---------- Records provided
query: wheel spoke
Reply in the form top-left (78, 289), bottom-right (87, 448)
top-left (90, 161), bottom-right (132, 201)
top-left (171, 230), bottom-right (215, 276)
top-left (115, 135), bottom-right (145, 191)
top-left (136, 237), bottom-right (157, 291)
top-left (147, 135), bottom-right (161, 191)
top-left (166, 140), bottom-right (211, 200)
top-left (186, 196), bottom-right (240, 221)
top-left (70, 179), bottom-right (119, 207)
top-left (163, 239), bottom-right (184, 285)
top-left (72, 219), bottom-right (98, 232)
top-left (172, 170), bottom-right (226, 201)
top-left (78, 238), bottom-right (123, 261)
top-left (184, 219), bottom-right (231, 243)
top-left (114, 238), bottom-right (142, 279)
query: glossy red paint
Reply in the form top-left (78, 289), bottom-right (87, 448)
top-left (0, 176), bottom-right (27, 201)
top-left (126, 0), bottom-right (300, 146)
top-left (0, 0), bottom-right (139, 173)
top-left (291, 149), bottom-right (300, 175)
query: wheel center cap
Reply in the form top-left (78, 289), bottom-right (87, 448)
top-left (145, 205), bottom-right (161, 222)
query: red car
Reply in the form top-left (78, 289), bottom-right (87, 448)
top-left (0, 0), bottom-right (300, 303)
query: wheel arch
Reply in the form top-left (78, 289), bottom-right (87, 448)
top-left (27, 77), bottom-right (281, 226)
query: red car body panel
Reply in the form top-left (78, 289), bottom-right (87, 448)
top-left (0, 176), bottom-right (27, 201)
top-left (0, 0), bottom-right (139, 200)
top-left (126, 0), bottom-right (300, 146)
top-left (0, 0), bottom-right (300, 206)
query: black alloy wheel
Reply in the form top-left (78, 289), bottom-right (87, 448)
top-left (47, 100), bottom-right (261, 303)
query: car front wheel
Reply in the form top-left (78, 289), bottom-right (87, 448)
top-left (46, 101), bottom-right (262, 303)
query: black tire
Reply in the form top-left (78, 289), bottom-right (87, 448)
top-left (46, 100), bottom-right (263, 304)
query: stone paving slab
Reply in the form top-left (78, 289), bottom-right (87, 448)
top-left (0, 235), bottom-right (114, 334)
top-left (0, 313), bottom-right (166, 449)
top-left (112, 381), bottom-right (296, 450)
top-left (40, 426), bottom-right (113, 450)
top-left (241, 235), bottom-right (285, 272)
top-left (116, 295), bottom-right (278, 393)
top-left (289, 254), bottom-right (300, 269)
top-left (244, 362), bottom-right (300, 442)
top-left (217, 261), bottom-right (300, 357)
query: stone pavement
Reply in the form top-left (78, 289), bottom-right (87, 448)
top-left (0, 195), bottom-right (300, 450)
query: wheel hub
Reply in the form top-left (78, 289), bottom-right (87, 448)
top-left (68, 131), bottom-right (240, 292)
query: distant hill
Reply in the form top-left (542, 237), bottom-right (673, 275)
--------------------
Request: Write out the lines of the listing above between the line holding "query: car front wheel" and the line holding "top-left (0, 195), bottom-right (300, 450)", inclusive, without changing anything.

Exercise output:
query: car front wheel
Reply in the form top-left (78, 289), bottom-right (87, 448)
top-left (46, 101), bottom-right (262, 303)
query: black tire
Reply in the form top-left (78, 289), bottom-right (87, 448)
top-left (46, 100), bottom-right (263, 304)
query: stone paving slab
Reply in the form top-left (78, 289), bottom-right (87, 448)
top-left (0, 235), bottom-right (114, 334)
top-left (0, 313), bottom-right (166, 449)
top-left (112, 381), bottom-right (296, 450)
top-left (40, 426), bottom-right (113, 450)
top-left (241, 235), bottom-right (285, 272)
top-left (116, 295), bottom-right (278, 393)
top-left (289, 254), bottom-right (300, 269)
top-left (244, 362), bottom-right (300, 442)
top-left (217, 261), bottom-right (300, 357)
query: stone pavement
Reply in the form top-left (78, 289), bottom-right (87, 448)
top-left (0, 195), bottom-right (300, 450)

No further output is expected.